##### GIVEN RECORDS

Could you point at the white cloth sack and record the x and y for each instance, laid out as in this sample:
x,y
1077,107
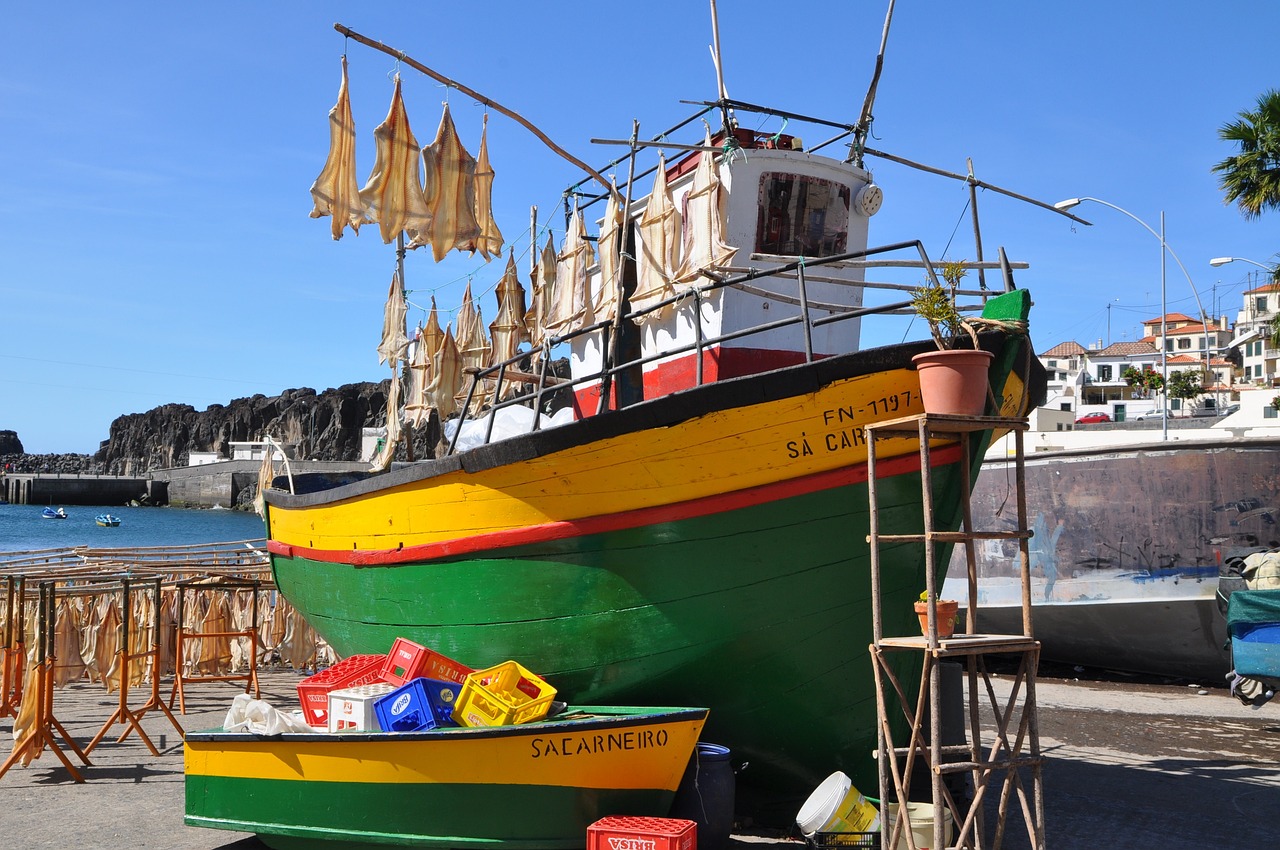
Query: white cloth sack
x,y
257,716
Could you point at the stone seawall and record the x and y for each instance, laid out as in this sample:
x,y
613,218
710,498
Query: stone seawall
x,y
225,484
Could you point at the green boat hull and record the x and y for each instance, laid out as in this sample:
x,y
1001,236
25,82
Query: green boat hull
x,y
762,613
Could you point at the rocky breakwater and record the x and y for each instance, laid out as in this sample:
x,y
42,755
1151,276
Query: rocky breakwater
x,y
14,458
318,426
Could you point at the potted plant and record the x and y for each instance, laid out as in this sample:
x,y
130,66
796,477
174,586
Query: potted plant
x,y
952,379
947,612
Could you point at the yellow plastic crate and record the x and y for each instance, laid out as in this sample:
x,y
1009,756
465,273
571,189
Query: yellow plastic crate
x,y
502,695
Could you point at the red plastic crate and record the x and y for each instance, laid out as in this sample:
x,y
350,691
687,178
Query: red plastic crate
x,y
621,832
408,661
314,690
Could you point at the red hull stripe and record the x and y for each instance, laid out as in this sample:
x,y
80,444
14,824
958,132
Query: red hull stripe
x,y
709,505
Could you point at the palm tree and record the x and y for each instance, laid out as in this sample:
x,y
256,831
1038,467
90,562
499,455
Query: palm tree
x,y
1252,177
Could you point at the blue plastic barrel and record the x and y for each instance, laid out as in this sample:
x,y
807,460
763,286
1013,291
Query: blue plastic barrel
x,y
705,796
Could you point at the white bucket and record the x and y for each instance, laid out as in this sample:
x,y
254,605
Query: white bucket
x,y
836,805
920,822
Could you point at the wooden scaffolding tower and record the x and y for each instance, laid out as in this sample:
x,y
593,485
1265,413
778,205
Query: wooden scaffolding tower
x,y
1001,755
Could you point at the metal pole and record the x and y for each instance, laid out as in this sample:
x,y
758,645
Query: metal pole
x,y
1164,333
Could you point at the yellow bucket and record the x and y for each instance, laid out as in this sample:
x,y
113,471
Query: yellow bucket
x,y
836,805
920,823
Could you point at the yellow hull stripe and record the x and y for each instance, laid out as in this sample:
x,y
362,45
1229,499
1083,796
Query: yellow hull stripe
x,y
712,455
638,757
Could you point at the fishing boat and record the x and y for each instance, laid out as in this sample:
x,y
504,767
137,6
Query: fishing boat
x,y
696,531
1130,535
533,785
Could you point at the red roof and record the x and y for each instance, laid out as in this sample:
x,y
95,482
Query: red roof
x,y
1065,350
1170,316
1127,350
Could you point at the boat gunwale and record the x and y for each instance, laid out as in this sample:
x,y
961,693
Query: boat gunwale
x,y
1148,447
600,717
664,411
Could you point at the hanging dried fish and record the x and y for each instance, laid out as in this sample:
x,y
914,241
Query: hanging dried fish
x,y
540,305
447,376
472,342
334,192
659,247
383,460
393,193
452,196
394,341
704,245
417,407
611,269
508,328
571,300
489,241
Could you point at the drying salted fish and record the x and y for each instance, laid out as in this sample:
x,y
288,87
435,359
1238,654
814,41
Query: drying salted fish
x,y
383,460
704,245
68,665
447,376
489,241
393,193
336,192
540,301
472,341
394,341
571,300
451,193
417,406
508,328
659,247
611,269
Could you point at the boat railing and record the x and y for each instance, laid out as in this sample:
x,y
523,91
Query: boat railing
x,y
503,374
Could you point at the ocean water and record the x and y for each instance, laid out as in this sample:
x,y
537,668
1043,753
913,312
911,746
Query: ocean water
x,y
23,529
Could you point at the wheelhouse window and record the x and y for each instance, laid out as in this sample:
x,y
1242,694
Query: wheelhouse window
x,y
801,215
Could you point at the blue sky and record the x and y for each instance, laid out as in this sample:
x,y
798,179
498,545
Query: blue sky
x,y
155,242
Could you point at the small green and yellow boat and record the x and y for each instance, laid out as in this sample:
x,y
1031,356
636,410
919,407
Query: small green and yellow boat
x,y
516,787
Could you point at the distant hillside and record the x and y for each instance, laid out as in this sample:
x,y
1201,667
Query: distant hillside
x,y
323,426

##########

◆ WHAT YOU ARE ASKED TO DO:
Reproduce the records exactly, images excluded.

◆ WRITTEN SOLUTION:
Could you point at the white cloth sack and record the x and y for each instance, laid out as in this sample:
x,y
1077,107
Query: white cloth sack
x,y
257,716
Could you point at the stone seawall and record the x and y for each instance, laid out as in this sample:
x,y
613,218
710,498
Query: stone seawall
x,y
225,484
Could you point at the green boat hull and record the x and y for each instance, laid out as in this sample:
x,y
1001,236
25,82
Query: green boat hull
x,y
762,613
Could you point at the rocky breakwater and record the x and y for each instance, laid out as in this sample:
x,y
42,755
1151,276
Query: rocky breakwater
x,y
14,458
318,426
Could you point at the potted plant and record the x and y for each instance, laid out as in this sample:
x,y
130,66
796,477
174,586
Query: potted plant
x,y
952,379
947,612
Could you point at the yellow plastic crate and record the x and y for each instance, laid out as in this sample:
x,y
1009,756
465,273
571,189
Query: yellow plastic crate
x,y
502,695
Could you point at the red plastic crate and record the x and y for each instance, laid out as in this sample:
x,y
350,691
687,178
Query: red plastic crate
x,y
621,832
408,661
314,690
Could you point at the red hull stripe and record the x and y for each instance, laid out as in this sample:
x,y
80,444
14,824
958,132
Query: red hull stripe
x,y
709,505
Could you point at the palm tree and record the x and y for each instance, laid out as in this sample:
x,y
256,831
1038,467
90,562
499,455
Query: palm tree
x,y
1252,177
Could you point at the blue plastic barrel and record the x and y for each instance, laid out as in this sample:
x,y
807,460
763,286
1013,291
Query: blue plastic barrel
x,y
705,796
Could you point at the white bucket and record the x and y for each instance, laid out as in this sample:
x,y
254,605
Query: white bucket
x,y
836,805
920,822
Could you point at the wooden scaffolding tower and record the x and y for each instance, laid out as in this sample:
x,y
593,485
1265,413
778,205
Query: wooden scaffolding tower
x,y
1001,755
Could you point at the metal pole and record the x and y for each instance, laid out as in this sample:
x,y
758,645
Query: metal pole
x,y
1164,333
Could you point at the yellow bucket and record the x and y for each instance, laid out as in this sample:
x,y
113,471
Query: yellow bucket
x,y
836,805
920,823
Could you point at the yellow hull stripe and record the x and y for each instance, laid out as in this sample:
x,y
362,45
1229,499
1083,796
Query: yellow hull stripe
x,y
712,455
638,757
Could you point at the fishing boat and record the x and y for each instance, laid out as in this sample:
x,y
504,767
137,6
Query: fishing boat
x,y
696,531
1130,535
533,785
Could you point at the red roof and record the x and y for each instance, laid out as in this sample:
x,y
95,482
Query: red roof
x,y
1065,350
1170,316
1127,350
Could you point at the boat gunwale and record the x and y for each instance, laid out as in this sample:
x,y
961,693
Query: boat gunwale
x,y
1148,447
600,717
664,411
Could you point at the hanging dried fish and record the x and y for each instance, laid out as in this sample:
x,y
914,241
Query: hanging dried fish
x,y
540,305
447,376
472,342
334,192
659,247
383,460
393,193
452,196
394,341
704,245
417,407
611,269
508,328
571,300
489,241
Could you point at the drying salted fish and record the x and y for each instance, laid out as in this sample:
x,y
288,87
435,359
1238,654
814,41
Query: drying salted fish
x,y
383,460
704,245
68,665
447,376
489,241
393,193
336,192
540,301
472,341
394,341
571,300
451,193
417,406
508,328
659,247
611,269
Could you point at the boat railing and record the x and y for each instance, laid out as in this sample:
x,y
523,91
Query: boat railing
x,y
503,374
Could you point at the ocean water and record the x and y for each instance, laid out as in this sample:
x,y
537,668
1043,753
913,312
911,746
Query: ocean water
x,y
23,529
Could you point at the wheelhouse window and record the x and y for each instance, laid out as in this sample:
x,y
1242,694
Query: wheelhouse window
x,y
801,215
Could you point at the blue sky and record the x and y for each instance, laid out as in this sample:
x,y
798,179
498,545
Query: blue sky
x,y
155,242
Could you point at the small green and yellow boat and record the x and y for each instance, laid out as in this sample:
x,y
1031,356
636,410
919,407
Query: small green and yellow boat
x,y
516,787
Could you point at the distant hillside and record the x and y for each instance, laid out as in this sample:
x,y
1201,667
Query: distant hillside
x,y
323,426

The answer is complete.